■ Provided material:
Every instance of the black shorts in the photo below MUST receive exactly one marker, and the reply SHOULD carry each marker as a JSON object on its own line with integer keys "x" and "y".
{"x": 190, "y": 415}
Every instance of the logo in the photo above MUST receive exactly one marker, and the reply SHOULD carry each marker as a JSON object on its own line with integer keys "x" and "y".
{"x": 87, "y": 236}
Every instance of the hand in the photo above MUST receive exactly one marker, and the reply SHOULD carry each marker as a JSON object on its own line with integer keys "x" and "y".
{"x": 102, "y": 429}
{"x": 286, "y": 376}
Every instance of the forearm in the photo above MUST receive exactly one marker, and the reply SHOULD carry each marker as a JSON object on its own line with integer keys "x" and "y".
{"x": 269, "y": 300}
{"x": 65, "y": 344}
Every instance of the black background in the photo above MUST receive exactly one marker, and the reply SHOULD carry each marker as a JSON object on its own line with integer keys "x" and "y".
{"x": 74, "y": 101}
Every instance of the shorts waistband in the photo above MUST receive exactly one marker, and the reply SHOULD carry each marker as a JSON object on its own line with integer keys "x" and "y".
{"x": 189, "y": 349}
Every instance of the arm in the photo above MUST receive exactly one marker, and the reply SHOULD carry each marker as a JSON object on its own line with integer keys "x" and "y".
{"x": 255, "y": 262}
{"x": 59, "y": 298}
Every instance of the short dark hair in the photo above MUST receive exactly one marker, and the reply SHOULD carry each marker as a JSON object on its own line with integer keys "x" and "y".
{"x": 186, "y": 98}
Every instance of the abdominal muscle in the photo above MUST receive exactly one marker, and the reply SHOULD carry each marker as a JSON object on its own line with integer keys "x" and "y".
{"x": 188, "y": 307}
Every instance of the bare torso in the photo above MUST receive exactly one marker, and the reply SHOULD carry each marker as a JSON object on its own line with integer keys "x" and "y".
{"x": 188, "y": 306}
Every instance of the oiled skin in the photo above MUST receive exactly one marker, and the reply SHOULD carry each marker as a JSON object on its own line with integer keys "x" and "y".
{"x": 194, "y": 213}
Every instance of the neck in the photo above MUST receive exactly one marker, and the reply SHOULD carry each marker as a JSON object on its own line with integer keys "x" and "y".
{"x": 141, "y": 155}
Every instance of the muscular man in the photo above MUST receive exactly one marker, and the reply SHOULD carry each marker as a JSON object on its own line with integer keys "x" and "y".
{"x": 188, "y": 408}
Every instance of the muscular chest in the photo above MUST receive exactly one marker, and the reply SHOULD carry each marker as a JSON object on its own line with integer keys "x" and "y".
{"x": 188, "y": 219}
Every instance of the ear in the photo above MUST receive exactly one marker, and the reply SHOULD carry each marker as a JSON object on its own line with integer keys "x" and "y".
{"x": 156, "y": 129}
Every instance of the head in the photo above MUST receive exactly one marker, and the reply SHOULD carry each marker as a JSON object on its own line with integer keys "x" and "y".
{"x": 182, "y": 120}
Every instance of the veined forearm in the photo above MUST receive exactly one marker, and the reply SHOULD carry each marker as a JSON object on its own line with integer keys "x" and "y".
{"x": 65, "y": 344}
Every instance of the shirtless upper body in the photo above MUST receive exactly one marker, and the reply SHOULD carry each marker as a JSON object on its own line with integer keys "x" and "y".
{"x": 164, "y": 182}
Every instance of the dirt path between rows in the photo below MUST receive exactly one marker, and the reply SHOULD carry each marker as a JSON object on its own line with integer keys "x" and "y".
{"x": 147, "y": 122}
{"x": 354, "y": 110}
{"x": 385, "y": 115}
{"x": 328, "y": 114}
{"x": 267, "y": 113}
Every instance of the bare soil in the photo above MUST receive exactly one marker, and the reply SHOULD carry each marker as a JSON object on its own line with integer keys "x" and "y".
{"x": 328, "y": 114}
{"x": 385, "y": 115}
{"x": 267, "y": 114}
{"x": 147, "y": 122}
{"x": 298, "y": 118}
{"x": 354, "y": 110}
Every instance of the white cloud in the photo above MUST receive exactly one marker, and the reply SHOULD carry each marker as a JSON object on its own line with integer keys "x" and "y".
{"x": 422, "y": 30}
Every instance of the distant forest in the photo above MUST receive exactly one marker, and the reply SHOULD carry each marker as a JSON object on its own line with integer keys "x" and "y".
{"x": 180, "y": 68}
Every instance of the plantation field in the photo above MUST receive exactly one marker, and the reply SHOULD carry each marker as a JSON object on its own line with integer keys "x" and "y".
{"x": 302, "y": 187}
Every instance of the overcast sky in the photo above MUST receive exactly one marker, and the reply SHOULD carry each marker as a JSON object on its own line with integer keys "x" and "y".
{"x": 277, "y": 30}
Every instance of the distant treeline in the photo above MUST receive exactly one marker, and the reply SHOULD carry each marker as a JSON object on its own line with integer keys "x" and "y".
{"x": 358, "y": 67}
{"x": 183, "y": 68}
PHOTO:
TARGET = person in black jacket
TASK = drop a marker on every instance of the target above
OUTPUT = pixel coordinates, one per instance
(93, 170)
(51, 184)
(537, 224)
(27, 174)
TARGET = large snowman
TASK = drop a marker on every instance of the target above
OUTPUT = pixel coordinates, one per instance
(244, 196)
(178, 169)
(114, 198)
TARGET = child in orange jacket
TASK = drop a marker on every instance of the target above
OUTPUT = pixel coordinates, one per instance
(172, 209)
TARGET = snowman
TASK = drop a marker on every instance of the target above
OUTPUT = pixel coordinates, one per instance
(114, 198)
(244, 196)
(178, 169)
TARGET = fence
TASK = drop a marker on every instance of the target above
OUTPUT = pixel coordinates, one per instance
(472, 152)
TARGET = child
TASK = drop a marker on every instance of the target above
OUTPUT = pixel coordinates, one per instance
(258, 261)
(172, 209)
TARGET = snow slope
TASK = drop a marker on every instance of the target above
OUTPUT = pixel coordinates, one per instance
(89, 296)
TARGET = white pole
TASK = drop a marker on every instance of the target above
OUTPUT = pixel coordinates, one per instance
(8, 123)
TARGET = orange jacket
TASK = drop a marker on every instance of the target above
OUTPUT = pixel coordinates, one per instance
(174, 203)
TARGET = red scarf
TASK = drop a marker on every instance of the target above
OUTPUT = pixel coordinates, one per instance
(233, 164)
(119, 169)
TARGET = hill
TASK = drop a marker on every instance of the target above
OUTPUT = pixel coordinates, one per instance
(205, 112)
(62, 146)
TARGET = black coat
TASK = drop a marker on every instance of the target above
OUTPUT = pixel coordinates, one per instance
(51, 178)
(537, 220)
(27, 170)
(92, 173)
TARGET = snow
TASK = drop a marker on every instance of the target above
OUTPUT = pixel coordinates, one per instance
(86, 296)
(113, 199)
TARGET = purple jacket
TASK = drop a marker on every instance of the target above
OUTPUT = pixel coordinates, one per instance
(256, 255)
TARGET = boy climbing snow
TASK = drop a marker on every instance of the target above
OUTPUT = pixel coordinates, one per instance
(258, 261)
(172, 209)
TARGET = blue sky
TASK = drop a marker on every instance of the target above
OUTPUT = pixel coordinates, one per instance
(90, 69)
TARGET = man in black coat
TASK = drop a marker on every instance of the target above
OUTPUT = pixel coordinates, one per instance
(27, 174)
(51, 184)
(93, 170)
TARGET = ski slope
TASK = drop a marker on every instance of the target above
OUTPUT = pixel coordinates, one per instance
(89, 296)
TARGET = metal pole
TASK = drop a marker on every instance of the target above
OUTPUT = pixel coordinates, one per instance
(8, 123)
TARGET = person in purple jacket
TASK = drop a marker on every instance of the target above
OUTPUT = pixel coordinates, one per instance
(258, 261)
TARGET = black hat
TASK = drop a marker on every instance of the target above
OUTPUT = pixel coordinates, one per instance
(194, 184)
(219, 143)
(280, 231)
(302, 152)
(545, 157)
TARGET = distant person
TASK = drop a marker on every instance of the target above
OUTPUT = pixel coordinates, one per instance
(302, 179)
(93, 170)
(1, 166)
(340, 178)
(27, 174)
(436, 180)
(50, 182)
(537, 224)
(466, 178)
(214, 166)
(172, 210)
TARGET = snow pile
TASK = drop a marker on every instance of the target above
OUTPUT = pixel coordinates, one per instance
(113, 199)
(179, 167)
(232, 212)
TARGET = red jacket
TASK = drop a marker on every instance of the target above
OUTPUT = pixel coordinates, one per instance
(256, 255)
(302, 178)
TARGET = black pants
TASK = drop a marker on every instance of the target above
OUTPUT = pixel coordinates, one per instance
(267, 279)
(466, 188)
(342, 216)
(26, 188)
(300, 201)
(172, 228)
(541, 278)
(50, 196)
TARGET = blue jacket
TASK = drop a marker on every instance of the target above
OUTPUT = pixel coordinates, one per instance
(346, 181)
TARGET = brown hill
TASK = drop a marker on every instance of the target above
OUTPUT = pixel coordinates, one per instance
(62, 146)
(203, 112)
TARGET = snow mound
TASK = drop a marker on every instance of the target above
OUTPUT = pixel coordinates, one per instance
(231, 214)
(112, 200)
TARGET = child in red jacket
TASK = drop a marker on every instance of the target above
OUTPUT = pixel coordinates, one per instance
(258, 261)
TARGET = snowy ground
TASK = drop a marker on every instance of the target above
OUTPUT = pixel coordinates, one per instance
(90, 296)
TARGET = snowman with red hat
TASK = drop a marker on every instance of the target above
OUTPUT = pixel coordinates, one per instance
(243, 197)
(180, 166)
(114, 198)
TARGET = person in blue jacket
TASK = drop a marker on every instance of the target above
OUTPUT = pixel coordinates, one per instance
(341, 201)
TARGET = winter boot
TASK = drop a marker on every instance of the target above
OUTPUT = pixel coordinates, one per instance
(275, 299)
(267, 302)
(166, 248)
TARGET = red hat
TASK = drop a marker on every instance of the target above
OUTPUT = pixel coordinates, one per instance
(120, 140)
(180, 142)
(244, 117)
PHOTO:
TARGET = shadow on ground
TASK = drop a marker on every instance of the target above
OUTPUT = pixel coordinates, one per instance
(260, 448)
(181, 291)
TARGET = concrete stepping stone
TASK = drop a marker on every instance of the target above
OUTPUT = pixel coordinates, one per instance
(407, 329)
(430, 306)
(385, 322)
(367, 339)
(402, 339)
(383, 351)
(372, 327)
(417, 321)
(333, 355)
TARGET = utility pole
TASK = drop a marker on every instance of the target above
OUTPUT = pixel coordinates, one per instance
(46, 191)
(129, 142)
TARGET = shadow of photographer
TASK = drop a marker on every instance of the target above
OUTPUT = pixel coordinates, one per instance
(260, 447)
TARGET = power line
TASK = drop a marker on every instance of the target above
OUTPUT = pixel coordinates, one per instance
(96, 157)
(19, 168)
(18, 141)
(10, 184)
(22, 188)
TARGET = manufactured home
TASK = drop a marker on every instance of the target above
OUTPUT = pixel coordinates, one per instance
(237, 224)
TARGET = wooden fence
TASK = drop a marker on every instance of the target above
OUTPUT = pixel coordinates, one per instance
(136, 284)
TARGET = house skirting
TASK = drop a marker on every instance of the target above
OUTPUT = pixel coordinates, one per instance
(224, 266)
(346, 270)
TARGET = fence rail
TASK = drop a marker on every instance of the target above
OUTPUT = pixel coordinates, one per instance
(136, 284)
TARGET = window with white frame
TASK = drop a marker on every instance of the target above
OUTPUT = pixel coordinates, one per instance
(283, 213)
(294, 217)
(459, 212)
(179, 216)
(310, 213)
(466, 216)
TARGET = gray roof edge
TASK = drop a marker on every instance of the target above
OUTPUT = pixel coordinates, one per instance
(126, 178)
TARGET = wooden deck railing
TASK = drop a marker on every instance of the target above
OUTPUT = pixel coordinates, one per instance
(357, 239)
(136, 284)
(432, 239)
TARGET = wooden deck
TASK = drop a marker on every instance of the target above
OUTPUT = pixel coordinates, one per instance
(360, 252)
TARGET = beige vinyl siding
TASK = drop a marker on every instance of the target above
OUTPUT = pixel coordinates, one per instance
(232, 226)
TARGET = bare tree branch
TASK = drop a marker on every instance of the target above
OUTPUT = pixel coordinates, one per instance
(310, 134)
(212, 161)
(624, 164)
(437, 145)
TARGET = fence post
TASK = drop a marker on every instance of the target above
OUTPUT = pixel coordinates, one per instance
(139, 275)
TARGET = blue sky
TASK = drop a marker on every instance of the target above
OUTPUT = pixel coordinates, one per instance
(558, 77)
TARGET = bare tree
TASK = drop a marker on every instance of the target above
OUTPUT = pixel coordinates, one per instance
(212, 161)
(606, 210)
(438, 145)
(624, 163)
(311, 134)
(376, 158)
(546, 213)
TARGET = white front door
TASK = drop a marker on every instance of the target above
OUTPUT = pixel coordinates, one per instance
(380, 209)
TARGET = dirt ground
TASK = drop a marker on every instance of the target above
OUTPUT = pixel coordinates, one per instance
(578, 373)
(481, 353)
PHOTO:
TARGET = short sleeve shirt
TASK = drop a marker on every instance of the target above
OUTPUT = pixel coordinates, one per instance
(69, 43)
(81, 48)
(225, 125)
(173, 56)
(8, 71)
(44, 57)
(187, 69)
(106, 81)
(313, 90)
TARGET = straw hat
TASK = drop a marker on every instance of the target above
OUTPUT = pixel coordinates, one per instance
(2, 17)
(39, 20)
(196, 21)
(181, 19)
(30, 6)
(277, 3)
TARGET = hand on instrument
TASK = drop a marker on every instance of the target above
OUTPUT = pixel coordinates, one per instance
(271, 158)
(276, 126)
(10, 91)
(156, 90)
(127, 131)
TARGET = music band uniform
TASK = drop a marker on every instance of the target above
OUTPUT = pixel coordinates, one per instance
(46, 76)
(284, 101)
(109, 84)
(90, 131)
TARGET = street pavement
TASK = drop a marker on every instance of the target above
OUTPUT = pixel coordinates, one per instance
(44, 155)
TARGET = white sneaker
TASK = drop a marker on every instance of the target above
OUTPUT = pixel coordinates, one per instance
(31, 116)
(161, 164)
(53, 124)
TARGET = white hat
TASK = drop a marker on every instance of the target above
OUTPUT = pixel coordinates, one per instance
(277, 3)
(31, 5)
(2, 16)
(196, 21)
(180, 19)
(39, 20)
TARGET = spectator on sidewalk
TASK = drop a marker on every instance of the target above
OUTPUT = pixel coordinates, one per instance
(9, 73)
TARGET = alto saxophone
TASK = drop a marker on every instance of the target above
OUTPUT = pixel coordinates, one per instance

■ Exercise objective: Copy everything above from the line containing "TARGET = alto saxophone" down to the end of the listing, replacing "marker" with "pin" and leaving all else unchanged.

■ Reply to the exercise:
TARGET = alto saxophone
TASK = drop a pin on every instance of the target above
OUTPUT = pixel coordinates, one per instance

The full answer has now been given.